● Text provided
= = =
Universities scramble to deal with virus outbreaks
North Carolina’s flagship university canceled in-person classes for undergraduates just a week into the fall semester Monday as the school and other campuses around the U.S. scrambled to deal with coronavirus clusters linked in some cases to student housing, off-campus parties and packed bars.
The University of North Carolina at Chapel Hill said it will switch to remote learning on Wednesday and make arrangements for students who want to leave campus housing.
“We have emphasized that if we were faced with the need to change plans — take an off-ramp — we would not hesitate to do so, but we have not taken this decision lightly,” it said in a statement after reporting 130 confirmed infections among students and five among employees over the past week.
UNC said the clusters were discovered in dorms, a fraternity house and other student housing.
The student newspaper, The Daily Tar Heel, said that the parties that took place over the weekend were no surprise and that administrators should have begun the semester with online-only instruction at the university, which has 19,000 undergraduates.
“We all saw this coming,” an editorial said.
Outbreaks earlier this summer at fraternities in Washington state, California and Mississippi provided a glimpse of the challenges school officials face in keeping the virus from spreading on campuses where young people eat, live, study — and party — in close quarters.
The virus has been blamed for over 170,000 deaths and 5.4 million confirmed infections in the U.S.
At Oklahoma State in Stillwater, where a widely circulated video over the weekend showed maskless students packed into a nightclub, officials confirmed 23 coronavirus cases at an off-campus sorority house. The university placed the students living there in isolation and prohibited them from leaving.
“As a student, I’m frustrated as hell,” said Ryan Novozinsky, a junior from Allentown, N.J., and editor of the student newspaper. “These are people I have to interact with.” And, he added, “there will be professors they interact with, starting today, that won’t be able to fight this off.”
OSU has a combination of in-person and online courses. Students, staff and faculty are required to wear masks indoors and outdoors where social distancing isn’t possible.
= = =
● Data section
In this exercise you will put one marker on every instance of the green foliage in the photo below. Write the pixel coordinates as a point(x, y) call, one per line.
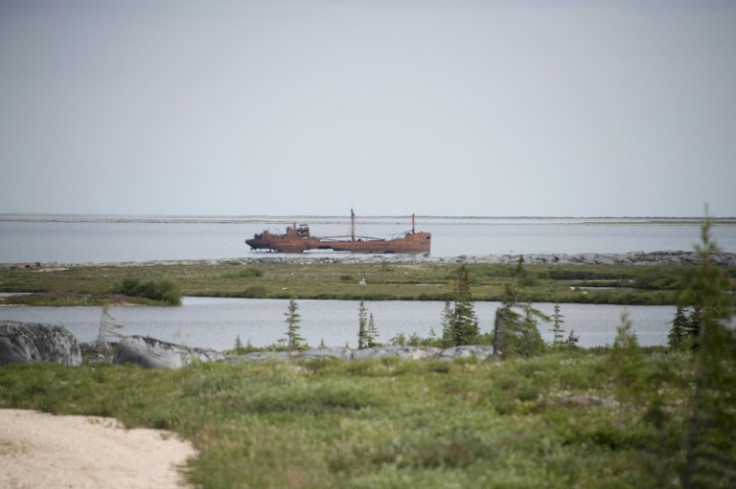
point(557, 331)
point(294, 341)
point(625, 366)
point(165, 291)
point(680, 335)
point(711, 448)
point(398, 424)
point(463, 323)
point(515, 330)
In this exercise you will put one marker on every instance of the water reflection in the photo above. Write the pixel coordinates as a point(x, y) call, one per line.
point(216, 322)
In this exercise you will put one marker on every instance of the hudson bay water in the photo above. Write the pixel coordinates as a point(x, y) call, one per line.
point(99, 239)
point(215, 323)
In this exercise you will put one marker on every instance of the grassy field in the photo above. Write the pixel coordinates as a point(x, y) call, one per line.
point(612, 284)
point(394, 424)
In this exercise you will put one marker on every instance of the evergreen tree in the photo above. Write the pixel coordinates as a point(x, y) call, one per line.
point(293, 318)
point(530, 341)
point(107, 331)
point(678, 335)
point(372, 332)
point(625, 364)
point(465, 329)
point(515, 327)
point(557, 331)
point(447, 338)
point(692, 326)
point(362, 326)
point(710, 444)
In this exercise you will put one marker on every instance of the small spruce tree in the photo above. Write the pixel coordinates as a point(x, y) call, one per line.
point(710, 444)
point(464, 329)
point(362, 326)
point(515, 326)
point(678, 335)
point(557, 331)
point(372, 332)
point(625, 364)
point(294, 340)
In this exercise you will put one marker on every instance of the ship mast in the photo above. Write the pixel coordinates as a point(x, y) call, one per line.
point(352, 225)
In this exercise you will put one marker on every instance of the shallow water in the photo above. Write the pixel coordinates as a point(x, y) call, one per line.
point(177, 239)
point(216, 322)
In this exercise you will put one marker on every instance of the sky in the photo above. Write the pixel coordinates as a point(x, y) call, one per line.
point(390, 107)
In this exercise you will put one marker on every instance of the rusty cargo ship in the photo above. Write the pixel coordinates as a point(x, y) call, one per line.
= = =
● Parts of the exercise
1. Decide whether each statement agrees with the article on university virus outbreaks. Answer yes or no, and quote the words from the article that settle it.
(a) UNC planned to switch to remote learning on Wednesday.
(b) UNC reported 130 confirmed infections among its employees over the past week.
(c) Oklahoma State allowed the students living in the affected sorority house to leave.
2. Please put this sentence from the article on university virus outbreaks into Spanish: "UNC said the clusters were discovered in dorms, a fraternity house and other student housing."
3. Answer these questions from the article on university virus outbreaks.
(a) How many undergraduates does the University of North Carolina at Chapel Hill have?
(b) How many coronavirus cases did officials confirm at the off-campus sorority house near Oklahoma State?
(c) Where are OSU students, staff and faculty required to wear masks?
The entries have nothing to do with the text.

● Completed exercise
1.
(a) Yes: "it will switch to remote learning on Wednesday"
(b) No: "130 confirmed infections among students and five among employees"
(c) No: "prohibited them from leaving"

2. La UNC dijo que los brotes se descubrieron en residencias estudiantiles, una casa de fraternidad y otras viviendas para estudiantes.

3.
(a) 19,000
(b) 23
(c) Indoors, and outdoors where social distancing isn't possible